» **QUESTIONS TO ANSWER**:
(1) From the post about Obama's election, set down word for word the part that opens with the words containing "I was born in 1961, so" and closes with "of my country.".
(2) Take the post about Obama's election further, picking up after its last sentence.

» **STUDY TEXT**:
□ □ □ □ □ □ □

Wow.  I’m still shaking my head in disbelief, and the tears keep welling up.  Although I worked on behalf of Obama from early in the primaries, I did not expect to be this moved.  Having been bitterly disappointed by this country’s politics for my entire life, I possess a deeply rooted skepticism that dogs me even now, as the focus shifts to the enormous task President Obama faces.  In spite of this, I am extremely hopeful.

I was born in 1961, so I don’t know what it felt like when Kennedy won.  I imagine something like this may have swept much of the country at that time.  But that victory was quite narrow, with a 0.2% popular vote margin.  And while the prospect of a young Catholic President was groundbreaking, the message this election sends to our country and the world is far more profound.  Some thought it scandalous when Michelle Obama said it, but this is most definitely the first time in my life that I have been proud of our choice of President and, indeed, of my country.

Questions of patriotism have been central to the divisive politics that have flourished since the Vietnam War.  I was born in Berkeley and grew up in Chicago (in Obama’s home turf of Hyde Park, in fact).  My earliest political memories are of sadness over the losses of McCarthy and McGovern.  The first election I voted in was 1980.  For someone literally steeped from birth in progressive views, it’s been a pretty bleak 28 years.

□ □ □ □ □ □ □

» **RECORDED INFORMATION**:

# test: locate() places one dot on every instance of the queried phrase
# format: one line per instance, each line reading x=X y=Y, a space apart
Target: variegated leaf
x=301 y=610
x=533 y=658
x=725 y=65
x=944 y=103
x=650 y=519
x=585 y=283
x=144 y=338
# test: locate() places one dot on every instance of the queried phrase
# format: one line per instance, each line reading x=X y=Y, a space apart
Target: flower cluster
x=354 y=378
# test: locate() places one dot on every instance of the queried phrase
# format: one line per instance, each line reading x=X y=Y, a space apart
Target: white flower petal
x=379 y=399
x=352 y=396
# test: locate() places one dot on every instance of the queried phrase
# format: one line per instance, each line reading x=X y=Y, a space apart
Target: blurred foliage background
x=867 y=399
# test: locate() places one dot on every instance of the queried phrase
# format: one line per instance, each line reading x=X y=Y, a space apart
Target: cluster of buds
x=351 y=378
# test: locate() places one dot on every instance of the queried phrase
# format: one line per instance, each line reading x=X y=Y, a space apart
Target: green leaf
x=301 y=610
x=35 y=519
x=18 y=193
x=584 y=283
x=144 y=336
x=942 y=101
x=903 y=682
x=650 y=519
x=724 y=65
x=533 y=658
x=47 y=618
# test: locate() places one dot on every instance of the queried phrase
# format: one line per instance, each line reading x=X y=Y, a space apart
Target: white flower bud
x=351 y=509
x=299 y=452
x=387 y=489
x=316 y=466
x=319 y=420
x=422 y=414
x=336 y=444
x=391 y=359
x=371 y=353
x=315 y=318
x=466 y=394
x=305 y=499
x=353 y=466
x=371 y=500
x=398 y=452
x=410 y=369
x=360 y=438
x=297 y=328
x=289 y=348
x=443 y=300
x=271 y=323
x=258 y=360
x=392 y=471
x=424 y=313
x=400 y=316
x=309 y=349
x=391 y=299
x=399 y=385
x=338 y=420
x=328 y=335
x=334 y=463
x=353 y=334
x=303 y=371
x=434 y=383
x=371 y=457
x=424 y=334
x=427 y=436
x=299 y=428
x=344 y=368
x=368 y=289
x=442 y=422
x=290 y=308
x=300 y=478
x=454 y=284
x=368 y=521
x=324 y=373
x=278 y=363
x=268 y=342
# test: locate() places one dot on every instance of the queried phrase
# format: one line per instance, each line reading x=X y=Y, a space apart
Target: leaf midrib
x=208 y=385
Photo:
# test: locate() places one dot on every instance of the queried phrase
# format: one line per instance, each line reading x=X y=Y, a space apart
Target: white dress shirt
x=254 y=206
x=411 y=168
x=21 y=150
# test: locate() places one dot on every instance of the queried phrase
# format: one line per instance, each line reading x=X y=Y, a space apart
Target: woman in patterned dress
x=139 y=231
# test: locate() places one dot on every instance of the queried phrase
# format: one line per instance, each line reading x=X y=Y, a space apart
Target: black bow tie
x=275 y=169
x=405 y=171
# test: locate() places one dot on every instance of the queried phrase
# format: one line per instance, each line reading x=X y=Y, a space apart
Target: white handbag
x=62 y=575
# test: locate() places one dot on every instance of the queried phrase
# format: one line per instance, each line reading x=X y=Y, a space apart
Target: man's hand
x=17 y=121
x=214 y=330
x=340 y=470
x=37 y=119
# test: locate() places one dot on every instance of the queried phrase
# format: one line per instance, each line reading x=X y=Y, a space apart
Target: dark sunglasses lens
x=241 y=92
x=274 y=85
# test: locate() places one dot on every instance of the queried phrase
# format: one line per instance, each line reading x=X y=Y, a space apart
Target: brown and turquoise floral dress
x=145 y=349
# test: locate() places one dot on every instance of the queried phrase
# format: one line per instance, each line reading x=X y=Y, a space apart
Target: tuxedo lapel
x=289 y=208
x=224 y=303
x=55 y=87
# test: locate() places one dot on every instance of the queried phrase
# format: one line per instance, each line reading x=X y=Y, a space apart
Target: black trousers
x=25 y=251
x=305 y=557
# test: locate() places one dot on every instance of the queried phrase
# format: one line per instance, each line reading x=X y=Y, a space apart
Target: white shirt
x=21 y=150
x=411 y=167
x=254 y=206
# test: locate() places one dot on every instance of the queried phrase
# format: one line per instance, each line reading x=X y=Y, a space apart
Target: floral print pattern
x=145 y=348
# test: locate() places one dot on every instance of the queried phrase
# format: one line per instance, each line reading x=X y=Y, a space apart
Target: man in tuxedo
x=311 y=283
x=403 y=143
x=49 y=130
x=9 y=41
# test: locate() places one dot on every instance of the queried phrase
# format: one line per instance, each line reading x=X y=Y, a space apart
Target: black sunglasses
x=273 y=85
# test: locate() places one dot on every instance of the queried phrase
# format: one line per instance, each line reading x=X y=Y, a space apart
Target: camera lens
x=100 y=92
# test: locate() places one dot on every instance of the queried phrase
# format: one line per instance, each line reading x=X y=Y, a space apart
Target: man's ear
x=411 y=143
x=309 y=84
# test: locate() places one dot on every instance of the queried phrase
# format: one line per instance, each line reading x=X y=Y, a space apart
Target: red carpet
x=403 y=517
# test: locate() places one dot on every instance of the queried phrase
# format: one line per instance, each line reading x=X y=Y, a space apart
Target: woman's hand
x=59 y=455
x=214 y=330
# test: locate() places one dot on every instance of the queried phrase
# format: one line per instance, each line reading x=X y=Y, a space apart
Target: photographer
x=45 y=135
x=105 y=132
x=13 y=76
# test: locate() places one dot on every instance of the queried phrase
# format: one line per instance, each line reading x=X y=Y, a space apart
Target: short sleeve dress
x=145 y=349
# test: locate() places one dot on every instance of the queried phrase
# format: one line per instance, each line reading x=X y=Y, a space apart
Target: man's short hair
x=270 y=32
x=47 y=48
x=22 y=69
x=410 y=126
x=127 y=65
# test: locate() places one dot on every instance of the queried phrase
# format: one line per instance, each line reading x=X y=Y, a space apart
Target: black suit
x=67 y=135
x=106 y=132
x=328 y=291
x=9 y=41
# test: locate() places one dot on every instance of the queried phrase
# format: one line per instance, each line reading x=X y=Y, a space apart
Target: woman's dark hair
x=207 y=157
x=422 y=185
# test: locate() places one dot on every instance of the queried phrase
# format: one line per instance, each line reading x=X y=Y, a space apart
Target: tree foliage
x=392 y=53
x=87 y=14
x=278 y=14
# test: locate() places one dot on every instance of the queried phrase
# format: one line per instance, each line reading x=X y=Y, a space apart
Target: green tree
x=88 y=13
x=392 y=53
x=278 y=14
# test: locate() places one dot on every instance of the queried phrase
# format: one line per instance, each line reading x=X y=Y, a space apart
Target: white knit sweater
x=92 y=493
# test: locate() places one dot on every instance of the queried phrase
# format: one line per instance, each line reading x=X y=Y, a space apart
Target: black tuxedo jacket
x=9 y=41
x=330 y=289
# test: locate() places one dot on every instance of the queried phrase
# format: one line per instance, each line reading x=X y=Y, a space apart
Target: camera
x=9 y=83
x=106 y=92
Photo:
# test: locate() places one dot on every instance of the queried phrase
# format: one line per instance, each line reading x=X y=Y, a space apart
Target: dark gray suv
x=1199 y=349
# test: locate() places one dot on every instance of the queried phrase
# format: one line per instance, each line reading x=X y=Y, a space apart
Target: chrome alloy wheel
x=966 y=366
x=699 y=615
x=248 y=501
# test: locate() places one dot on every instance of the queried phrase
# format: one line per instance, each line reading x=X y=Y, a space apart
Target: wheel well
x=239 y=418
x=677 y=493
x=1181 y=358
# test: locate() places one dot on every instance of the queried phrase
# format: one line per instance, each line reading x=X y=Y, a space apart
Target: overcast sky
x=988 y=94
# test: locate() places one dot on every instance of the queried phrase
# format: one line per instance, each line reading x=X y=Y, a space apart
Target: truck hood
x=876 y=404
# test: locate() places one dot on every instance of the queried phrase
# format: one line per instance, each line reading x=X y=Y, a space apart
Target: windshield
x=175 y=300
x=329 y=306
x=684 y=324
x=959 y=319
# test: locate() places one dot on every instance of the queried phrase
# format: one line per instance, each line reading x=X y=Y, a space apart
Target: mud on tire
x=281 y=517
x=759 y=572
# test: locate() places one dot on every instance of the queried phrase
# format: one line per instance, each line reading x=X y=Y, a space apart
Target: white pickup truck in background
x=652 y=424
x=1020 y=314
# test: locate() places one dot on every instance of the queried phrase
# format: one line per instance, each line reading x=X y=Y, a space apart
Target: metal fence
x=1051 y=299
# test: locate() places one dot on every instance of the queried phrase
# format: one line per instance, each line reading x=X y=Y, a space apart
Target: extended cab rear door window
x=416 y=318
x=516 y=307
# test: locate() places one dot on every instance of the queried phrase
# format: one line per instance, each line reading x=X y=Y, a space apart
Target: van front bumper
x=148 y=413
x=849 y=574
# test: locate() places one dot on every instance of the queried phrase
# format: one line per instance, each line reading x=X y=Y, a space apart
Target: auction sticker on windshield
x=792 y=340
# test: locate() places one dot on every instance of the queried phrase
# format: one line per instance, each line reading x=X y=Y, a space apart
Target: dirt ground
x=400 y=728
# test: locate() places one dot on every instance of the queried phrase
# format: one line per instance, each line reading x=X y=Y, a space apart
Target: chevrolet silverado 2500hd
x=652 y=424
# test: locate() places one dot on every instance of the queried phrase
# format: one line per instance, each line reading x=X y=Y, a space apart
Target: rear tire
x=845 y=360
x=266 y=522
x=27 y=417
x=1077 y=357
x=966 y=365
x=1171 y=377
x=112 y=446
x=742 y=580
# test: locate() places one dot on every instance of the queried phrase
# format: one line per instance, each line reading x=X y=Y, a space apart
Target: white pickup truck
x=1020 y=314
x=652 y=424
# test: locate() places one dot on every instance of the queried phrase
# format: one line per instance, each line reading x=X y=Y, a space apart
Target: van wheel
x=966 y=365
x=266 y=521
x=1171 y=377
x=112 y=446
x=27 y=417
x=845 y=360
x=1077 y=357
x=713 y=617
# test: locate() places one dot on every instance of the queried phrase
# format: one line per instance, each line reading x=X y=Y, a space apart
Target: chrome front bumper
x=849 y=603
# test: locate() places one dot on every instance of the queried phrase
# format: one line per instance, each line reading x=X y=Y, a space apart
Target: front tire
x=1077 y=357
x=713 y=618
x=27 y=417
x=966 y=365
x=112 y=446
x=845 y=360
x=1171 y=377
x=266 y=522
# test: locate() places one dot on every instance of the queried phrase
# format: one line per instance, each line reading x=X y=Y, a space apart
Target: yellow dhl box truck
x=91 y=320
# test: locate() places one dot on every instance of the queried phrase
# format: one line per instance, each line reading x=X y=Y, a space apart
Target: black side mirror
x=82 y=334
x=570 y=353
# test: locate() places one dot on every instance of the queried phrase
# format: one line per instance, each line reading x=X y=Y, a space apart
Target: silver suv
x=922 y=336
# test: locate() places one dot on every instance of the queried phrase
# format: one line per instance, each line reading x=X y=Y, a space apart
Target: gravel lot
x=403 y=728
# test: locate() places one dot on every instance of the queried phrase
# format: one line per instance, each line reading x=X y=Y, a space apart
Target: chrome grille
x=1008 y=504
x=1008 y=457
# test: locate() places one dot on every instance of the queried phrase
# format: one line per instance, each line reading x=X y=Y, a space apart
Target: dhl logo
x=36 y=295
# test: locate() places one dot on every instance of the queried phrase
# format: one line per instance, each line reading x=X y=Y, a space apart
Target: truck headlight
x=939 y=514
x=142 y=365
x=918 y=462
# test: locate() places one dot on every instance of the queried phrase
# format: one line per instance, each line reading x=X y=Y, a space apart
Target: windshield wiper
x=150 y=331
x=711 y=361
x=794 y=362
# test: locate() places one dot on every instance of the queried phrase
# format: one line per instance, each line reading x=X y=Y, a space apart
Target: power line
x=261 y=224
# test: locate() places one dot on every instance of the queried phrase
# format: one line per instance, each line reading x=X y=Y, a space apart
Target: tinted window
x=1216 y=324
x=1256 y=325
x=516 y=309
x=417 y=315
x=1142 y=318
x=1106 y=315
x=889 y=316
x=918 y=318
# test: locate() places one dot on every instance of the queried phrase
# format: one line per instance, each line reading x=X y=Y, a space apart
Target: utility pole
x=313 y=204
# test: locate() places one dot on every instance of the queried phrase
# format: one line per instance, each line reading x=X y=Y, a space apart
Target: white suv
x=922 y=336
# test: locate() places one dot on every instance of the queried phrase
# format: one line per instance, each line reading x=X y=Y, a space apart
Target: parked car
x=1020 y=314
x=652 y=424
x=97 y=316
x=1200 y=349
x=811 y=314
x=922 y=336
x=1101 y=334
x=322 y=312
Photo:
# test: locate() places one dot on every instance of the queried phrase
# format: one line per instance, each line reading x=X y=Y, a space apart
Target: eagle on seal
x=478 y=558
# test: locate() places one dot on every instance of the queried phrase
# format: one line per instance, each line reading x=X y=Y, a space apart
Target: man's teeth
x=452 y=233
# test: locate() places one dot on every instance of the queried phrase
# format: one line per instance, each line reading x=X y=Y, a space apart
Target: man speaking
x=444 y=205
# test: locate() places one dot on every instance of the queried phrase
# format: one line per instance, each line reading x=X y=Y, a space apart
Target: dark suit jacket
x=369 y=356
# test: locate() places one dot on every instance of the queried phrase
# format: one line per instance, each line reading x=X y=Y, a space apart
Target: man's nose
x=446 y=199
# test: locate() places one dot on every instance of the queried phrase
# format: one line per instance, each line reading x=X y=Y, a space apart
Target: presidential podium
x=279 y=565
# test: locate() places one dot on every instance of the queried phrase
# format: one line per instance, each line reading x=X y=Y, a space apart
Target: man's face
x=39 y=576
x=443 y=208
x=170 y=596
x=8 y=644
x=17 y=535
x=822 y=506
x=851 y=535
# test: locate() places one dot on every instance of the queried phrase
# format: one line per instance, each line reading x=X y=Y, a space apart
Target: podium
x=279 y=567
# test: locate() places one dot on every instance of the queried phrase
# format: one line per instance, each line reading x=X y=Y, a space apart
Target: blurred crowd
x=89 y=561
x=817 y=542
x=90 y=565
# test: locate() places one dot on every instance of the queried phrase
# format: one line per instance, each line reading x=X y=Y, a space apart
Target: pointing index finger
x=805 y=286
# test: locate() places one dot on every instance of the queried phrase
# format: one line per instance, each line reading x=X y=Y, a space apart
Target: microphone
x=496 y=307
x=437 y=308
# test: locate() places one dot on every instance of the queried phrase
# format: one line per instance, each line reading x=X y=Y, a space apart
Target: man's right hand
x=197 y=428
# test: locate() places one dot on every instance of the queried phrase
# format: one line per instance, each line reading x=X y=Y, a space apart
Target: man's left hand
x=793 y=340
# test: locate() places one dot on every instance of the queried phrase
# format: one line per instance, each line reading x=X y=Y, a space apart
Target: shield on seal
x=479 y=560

□ □ □ □ □ □ □

» **RESPONSES BY ITEM NUMBER**:
(1)
I was born in 1961, so I don’t know what it felt like when Kennedy won.  I imagine something like this may have swept much of the country at that time.  But that victory was quite narrow, with a 0.2% popular vote margin.  And while the prospect of a young Catholic President was groundbreaking, the message this election sends to our country and the world is far more profound.  Some thought it scandalous when Michelle Obama said it, but this is most definitely the first time in my life that I have been proud of our choice of President and, indeed, of my country.

(2)
The truth is that I have not been proud of my country.  Indeed I have viewed the very idea of patriotism as an expression of love-it-or-leave parochialism that ignores the stunning history of criminal injustices running in a steady line from the genocide of Native Americans through slavery, Jim Crow, McCarthyism, Vietnam and Iran-Contra, right up to the present day abomination of the Iraq War and Occupation.

I have seen several commentators note the significance of the victory celebration in Chicago’s Grant Park.  That symbolism was highlighted for me by a recent viewing of “Chicago 10,” an excellent documentary on the 1968 convention and the subsequent show-trial of one of my heroes, Abbie Hoffman.  Now, in place of brutal beatings of unarmed kids by a racist police force, we have a giant party.  Instead of riots in the streets of major American cities, we have dancing. 

This is a healing moment for our country.  How many newscasters did we see with tears in their eyes last night?  Even McCain and Fox abandoned their mudslinging to praise the historic nature of Obama’s victory.  Unlike with Bush, Obama’s professed desire to unite this country will not be empty rhetoric.  The process has already begun, but I have a feeling that, as the song says, “b-b-b-baby, you ain’t seen nothin’ yet.”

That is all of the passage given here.